__WHAT YOU NEED TO DO__: Starting with the line that contains "target: metal finial on spire" and going on through the line that contains "94L410 97L410 111L408", switch each "instance" to "object" and write those lines out again with nothing else changed. Leave the pictures out of your answer.

__SUPPLIED MATERIAL__:

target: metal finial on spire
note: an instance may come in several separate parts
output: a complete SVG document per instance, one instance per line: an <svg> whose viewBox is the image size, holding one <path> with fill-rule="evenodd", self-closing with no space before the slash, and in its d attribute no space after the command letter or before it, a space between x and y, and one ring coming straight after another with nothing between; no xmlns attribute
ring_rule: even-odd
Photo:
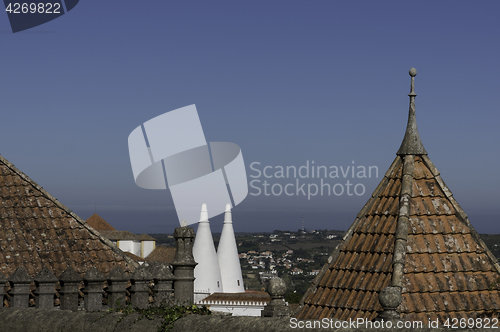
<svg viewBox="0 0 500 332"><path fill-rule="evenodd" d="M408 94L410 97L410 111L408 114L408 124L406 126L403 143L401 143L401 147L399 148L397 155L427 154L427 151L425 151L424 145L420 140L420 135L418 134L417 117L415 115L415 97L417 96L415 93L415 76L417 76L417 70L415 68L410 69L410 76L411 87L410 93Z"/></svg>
--
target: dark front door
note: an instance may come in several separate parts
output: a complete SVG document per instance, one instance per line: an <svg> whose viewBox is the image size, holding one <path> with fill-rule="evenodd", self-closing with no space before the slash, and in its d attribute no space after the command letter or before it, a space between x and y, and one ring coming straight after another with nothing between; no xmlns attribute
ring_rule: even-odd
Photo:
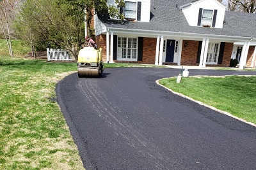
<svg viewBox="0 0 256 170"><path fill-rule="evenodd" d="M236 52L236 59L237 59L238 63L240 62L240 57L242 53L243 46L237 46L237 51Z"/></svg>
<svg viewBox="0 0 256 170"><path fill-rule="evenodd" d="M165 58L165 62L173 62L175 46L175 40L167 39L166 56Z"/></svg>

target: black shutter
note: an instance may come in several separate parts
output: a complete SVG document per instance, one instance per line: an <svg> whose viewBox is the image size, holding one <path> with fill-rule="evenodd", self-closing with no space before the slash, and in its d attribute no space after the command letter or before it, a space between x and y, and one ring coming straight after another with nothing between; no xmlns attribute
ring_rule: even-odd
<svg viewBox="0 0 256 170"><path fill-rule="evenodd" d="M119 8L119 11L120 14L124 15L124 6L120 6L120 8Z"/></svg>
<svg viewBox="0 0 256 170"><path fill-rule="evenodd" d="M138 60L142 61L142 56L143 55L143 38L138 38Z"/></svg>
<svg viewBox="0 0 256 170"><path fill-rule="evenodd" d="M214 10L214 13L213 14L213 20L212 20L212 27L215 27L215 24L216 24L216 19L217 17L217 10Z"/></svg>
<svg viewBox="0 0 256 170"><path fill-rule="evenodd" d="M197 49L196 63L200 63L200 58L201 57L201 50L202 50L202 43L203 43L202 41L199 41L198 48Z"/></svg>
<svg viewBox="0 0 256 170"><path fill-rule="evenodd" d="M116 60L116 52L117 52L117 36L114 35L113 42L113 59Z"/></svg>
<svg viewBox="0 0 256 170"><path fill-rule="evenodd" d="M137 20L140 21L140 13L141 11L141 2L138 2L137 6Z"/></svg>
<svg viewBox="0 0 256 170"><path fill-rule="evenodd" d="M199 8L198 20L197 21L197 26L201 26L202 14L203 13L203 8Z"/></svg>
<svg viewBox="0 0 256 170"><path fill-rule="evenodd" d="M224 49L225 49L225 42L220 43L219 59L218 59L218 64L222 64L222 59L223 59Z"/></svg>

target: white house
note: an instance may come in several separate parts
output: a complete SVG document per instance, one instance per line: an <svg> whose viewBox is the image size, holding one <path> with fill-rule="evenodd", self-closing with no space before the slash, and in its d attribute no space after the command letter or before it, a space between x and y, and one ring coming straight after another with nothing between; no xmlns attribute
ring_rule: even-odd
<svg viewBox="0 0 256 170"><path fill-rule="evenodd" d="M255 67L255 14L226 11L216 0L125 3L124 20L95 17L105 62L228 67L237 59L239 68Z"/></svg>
* * *
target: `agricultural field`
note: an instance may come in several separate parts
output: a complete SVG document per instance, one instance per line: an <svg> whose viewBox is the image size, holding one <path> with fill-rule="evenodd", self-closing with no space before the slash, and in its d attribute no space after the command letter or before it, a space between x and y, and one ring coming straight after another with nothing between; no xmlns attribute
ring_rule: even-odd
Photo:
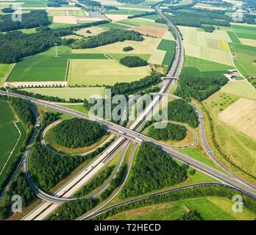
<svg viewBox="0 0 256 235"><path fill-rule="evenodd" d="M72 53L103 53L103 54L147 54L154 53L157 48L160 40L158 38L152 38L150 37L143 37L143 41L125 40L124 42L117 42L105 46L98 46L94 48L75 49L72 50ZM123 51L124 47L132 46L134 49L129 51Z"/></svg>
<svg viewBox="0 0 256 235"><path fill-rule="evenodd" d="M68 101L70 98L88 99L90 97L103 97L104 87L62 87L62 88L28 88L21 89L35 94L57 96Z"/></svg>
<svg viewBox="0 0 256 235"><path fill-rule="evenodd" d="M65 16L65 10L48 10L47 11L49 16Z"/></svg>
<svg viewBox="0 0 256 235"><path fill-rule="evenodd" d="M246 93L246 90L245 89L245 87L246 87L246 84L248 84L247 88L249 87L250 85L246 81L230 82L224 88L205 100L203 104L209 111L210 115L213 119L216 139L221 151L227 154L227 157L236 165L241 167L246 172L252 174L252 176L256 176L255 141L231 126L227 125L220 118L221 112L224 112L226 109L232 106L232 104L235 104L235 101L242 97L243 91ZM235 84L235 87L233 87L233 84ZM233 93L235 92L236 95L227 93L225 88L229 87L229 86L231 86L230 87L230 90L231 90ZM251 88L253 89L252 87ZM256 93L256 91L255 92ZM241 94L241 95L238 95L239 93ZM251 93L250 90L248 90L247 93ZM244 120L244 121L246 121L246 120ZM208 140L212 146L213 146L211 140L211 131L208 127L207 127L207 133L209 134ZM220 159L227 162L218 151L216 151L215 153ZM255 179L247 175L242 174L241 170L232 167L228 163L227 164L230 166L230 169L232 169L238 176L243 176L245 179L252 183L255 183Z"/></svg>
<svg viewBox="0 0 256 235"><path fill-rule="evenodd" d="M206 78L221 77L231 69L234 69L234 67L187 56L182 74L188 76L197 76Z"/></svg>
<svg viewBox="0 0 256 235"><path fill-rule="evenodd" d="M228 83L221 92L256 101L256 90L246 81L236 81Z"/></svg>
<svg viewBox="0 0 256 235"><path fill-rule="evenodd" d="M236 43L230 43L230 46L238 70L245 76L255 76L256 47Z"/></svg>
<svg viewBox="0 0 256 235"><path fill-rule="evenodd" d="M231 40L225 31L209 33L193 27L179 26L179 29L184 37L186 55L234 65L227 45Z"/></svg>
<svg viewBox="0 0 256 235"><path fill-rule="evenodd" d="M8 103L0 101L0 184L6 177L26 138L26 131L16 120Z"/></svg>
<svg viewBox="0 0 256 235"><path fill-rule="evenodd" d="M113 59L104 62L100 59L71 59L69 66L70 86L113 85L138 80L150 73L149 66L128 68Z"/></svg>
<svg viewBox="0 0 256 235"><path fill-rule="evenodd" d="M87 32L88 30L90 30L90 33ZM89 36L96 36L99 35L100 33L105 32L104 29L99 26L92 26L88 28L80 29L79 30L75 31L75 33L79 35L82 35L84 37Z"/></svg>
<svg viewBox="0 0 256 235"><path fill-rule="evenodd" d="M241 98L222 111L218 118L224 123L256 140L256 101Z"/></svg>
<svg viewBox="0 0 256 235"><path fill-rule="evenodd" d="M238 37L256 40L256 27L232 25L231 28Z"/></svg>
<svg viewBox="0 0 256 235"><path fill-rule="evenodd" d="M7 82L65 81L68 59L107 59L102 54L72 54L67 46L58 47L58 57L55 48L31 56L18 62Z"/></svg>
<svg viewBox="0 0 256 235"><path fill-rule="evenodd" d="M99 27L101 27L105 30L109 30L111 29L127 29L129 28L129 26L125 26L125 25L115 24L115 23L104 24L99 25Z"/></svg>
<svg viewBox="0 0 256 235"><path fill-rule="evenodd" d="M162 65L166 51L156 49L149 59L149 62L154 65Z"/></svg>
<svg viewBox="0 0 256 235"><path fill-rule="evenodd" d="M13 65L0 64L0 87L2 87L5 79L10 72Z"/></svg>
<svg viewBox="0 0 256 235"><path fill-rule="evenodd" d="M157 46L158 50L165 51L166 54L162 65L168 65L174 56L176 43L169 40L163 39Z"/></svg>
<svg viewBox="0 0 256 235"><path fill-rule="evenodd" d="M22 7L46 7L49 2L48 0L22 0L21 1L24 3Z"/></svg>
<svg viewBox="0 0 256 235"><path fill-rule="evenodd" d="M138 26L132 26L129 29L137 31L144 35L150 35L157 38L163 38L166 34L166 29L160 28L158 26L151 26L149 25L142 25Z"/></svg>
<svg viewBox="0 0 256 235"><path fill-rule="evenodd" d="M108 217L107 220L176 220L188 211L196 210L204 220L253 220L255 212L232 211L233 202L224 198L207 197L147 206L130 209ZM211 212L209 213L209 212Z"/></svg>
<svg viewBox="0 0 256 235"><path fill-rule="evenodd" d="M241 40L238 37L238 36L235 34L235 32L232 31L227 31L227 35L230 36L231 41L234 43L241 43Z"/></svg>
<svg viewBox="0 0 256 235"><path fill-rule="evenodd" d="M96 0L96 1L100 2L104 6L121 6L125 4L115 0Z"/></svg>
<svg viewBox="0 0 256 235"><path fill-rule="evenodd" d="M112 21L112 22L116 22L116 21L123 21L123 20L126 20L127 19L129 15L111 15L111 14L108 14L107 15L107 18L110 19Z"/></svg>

__COMPLETED EXERCISE__:
target: metal finial on spire
note: an object may come in several separate parts
output: a complete SVG document per object, one object per line: an <svg> whose viewBox is the image size, holding one <path> with fill-rule="evenodd", self-closing with no space before the slash, and in its d attribute no space after the command letter or before it, a space between x and y, and one ring coming straight after another with nothing between; no xmlns attribute
ring_rule: even-odd
Photo:
<svg viewBox="0 0 500 332"><path fill-rule="evenodd" d="M408 94L410 97L410 111L408 114L408 124L406 126L403 143L401 143L401 147L399 148L397 155L427 154L427 151L425 151L424 145L420 140L420 135L418 134L417 117L415 115L415 97L417 96L415 93L415 76L417 76L417 70L415 68L410 69L410 76L411 87L410 93Z"/></svg>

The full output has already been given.